**WORK ORDER**
Give back every entry below, unchanged.

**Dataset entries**
* * *

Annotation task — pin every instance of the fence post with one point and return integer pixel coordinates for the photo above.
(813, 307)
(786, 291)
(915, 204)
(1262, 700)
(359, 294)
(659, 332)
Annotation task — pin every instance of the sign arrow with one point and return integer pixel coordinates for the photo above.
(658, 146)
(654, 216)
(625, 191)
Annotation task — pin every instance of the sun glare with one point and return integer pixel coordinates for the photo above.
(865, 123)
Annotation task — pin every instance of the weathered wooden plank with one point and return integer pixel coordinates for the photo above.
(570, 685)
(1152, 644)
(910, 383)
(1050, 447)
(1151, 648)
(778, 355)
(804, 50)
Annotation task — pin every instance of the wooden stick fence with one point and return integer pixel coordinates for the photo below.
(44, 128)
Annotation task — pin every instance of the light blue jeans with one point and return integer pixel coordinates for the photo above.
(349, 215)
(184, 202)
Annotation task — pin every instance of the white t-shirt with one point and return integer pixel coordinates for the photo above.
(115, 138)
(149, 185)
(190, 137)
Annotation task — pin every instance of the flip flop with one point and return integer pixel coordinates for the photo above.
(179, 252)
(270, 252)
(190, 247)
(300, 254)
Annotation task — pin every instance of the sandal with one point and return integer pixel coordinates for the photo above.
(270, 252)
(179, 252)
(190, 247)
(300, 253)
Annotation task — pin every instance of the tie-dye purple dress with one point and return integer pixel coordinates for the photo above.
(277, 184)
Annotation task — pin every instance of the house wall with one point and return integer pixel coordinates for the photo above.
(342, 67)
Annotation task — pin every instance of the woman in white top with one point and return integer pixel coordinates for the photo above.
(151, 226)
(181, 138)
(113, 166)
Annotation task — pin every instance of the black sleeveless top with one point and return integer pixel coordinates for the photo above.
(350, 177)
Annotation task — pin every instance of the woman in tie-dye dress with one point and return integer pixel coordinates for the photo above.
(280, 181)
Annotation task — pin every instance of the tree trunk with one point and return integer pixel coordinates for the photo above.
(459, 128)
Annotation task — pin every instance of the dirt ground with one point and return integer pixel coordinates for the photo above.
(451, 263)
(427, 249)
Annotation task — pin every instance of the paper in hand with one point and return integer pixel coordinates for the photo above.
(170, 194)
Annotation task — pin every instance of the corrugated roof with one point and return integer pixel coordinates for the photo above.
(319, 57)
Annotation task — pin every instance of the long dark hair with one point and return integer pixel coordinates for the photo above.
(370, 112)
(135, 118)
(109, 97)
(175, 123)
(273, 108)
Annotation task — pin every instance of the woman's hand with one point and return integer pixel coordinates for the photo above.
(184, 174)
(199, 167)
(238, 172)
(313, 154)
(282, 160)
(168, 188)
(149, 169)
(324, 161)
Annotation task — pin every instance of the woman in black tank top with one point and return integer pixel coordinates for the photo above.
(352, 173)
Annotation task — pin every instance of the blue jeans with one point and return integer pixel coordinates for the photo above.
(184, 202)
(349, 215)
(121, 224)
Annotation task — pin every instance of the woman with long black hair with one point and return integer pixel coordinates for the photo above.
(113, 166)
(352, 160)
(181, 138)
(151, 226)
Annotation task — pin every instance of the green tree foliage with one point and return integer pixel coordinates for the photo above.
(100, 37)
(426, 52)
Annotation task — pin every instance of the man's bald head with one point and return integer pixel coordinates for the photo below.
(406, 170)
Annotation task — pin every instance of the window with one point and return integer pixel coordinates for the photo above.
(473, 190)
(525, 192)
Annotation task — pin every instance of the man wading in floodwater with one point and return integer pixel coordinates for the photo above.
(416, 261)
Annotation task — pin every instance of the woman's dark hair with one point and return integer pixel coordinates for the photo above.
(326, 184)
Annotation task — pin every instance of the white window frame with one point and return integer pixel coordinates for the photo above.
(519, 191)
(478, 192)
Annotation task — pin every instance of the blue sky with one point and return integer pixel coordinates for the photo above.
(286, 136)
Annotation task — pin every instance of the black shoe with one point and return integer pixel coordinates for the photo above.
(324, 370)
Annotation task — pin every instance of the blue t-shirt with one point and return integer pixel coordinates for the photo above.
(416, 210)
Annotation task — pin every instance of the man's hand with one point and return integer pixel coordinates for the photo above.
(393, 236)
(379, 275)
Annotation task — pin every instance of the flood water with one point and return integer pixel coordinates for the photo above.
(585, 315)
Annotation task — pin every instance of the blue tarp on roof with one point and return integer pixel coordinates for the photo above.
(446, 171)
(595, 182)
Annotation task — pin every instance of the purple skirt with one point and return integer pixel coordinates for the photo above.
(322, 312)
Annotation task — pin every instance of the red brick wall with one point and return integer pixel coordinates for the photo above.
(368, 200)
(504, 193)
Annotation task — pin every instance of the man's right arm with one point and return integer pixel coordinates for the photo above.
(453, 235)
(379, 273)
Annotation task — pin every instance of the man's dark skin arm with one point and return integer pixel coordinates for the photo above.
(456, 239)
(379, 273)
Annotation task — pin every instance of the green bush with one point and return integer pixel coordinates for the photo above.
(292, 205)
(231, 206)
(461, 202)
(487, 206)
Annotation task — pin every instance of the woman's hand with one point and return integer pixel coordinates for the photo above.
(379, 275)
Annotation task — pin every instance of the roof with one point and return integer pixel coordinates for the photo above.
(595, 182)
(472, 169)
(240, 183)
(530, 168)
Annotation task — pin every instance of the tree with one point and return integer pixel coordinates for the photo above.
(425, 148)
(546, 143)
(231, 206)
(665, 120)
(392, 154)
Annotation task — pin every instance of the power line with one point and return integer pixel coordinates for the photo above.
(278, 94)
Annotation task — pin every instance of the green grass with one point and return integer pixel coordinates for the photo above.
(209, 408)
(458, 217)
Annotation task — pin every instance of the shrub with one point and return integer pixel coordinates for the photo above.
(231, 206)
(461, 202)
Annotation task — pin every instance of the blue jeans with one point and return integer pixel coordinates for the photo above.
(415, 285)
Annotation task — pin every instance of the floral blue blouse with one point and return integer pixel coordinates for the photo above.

* * *

**RESPONSE TO THE EXERCISE**
Annotation task — pin every instance of the fence post with one point and return integer pixel coordinates for the photo above.
(813, 307)
(786, 291)
(915, 204)
(1262, 700)
(359, 294)
(659, 332)
Annotation task — pin every instance of the sign arrow with one point and return integer pixel coordinates for the photo above.
(658, 146)
(654, 216)
(625, 191)
Annotation task — pin every instance of the sun glare with one point and return integer pixel coordinates for the photo above.
(865, 123)
Annotation task — pin every instance of the weathered wooden plank with one point and return integer pixel coordinates for the photo above.
(570, 685)
(1152, 644)
(910, 383)
(1050, 447)
(1151, 648)
(778, 355)
(804, 50)
Annotation task — pin every instance of the wooden stick fence with one point and return integer pixel coordinates for the photo below.
(44, 128)
Annotation task — pin every instance of the light blue jeans with one point and return integer pixel coordinates for the photo above.
(349, 215)
(184, 202)
Annotation task — pin every instance of the white t-shirt with one point and return integer pixel coordinates for the photo above.
(115, 138)
(149, 185)
(190, 137)
Annotation task — pin every instance of the flip flop with one point and return integer pixel coordinates for the photo above.
(179, 252)
(270, 252)
(190, 247)
(300, 254)
Annotation task — pin every instance of the sandal with one point and return integer pixel coordinates for the photo above.
(270, 252)
(179, 252)
(190, 247)
(300, 253)
Annotation task — pin every instance of the tie-dye purple dress with one point and return integer pixel coordinates for the photo above.
(277, 184)
Annotation task — pin every instance of the house wall with one point and return integer pixel coordinates for the photo above.
(342, 67)
Annotation task — pin every instance of the woman in white top with one point and return integer pixel coordinates for the photo above.
(151, 226)
(181, 138)
(113, 166)
Annotation task — pin every instance of the black sleeveless top with one point and return integer pixel coordinates for the photo above.
(350, 177)
Annotation task — pin every instance of the woman in tie-dye dress with one point and return integer pixel coordinates for the photo above.
(280, 181)
Annotation task — pin every instance of the tree trunk with one point and return integer pixel coordinates for the photo above.
(459, 128)
Annotation task — pin every instance of the dirt ground with one point and return integer pixel coordinates for the photo above.
(451, 263)
(427, 249)
Annotation task — pin every instance of the paper in hand with one point and return integer pixel coordinates for the photo above.
(170, 194)
Annotation task — pin every instance of the corrugated roof with one point and return integer pixel coordinates for the photo above.
(319, 57)
Annotation task — pin every instance of the long dark hair with one point and return integer pixel coordinates for the photo above.
(370, 112)
(135, 118)
(109, 97)
(175, 123)
(273, 108)
Annotation task — pin every instance of the woman's hand with one point and return integer pixel coordinates for the photo above.
(184, 174)
(199, 167)
(238, 172)
(313, 154)
(282, 160)
(168, 188)
(149, 169)
(324, 161)
Annotation task — pin every instance of the woman in black tank top with one point and return integer pixel coordinates for the photo above.
(352, 173)
Annotation task — pin every instance of the blue jeans with one point and return integer pixel coordinates for the photo above.
(184, 202)
(349, 215)
(121, 224)
Annotation task — pin every instance of the woman with long black hair with one point and return integer pixel coordinates for the photo above.
(113, 166)
(352, 160)
(181, 138)
(151, 226)
Annotation task — pin every instance of the green tree foliage with one point and return integer pixel coordinates for the photo above.
(100, 37)
(426, 52)
Annotation task — pin every instance of the man's bald head with one point and return integer pixel coordinates for the photo below.
(406, 170)
Annotation task — pin every instance of the window with one point and return integer pixel coordinates for the photo above.
(473, 190)
(525, 192)
Annotation task — pin every instance of the man wading in floodwater with one point and return integer pixel coordinates for the photo above.
(416, 261)
Annotation task — pin every instance of the woman's dark hair with one point and return integer pixel coordinates for the photo above.
(326, 184)
Annotation task — pin every instance of the white window frame with one point and return integer pixel coordinates for the photo above.
(519, 191)
(478, 192)
Annotation task — pin every instance of the blue sky with one point and return integer pixel coordinates for the photo above.
(286, 136)
Annotation task — pin every instance of the black shoe with one point and return integer pixel coordinates for the photo above.
(324, 370)
Annotation task — pin every instance of the blue t-shirt with one point and return integer pixel coordinates for the photo above.
(416, 210)
Annotation task — pin every instance of the man's hand with one point and return integer pixel coordinates for the photo above.
(393, 236)
(379, 275)
Annotation task — pin every instance of the flood water with one point and return integer pixel coordinates for the photo above.
(585, 315)
Annotation task — pin every instance of the blue tarp on roof with one point and return integer pixel coordinates for the photo above.
(446, 171)
(595, 182)
Annotation task — pin every instance of the purple skirt with one point and return integer pixel coordinates for the photo above.
(322, 312)
Annotation task — pin every instance of the red brick wall with one point and return integer pixel coordinates for the photo above.
(368, 200)
(504, 193)
Annotation task — pin every instance of the man's right arm with one point and return integer pixel coordinates for the photo above.
(453, 235)
(379, 273)
Annotation task — pin every instance of the man's dark skin arm with one point and return integer pixel coordinates for the photo above.
(456, 239)
(379, 273)
Annotation task — pin every instance of the green bush with one point and return integer pixel coordinates for the photo above.
(292, 205)
(231, 206)
(461, 202)
(487, 206)
Annotation task — pin every instance of the woman's hand with one point and return integer pixel coordinates for the photo above.
(379, 275)
Annotation task — pin every instance of the roof with one point and return integer pixel coordinates for the photo above.
(595, 182)
(472, 169)
(240, 183)
(530, 168)
Annotation task — pin every instance of the tree with one point and return integer pixel coordinates for the photo above.
(425, 148)
(546, 143)
(231, 206)
(665, 120)
(392, 154)
Annotation task — pin every instance of the power line with one point and return integer pixel coordinates for the photo above.
(278, 94)
Annotation task — pin every instance of the green grass with one point and return integer pixel coordinates for the photo above.
(209, 408)
(458, 217)
Annotation task — pin every instance of the shrub with one point and return integer pixel coordinates for the photo above.
(231, 206)
(461, 202)
Annotation task — pin every instance of the blue jeans with one point and return integer pixel coordinates for the photo above.
(415, 285)
Annotation task — pin every instance of the floral blue blouse with one point and return integer pixel coordinates for the photo above.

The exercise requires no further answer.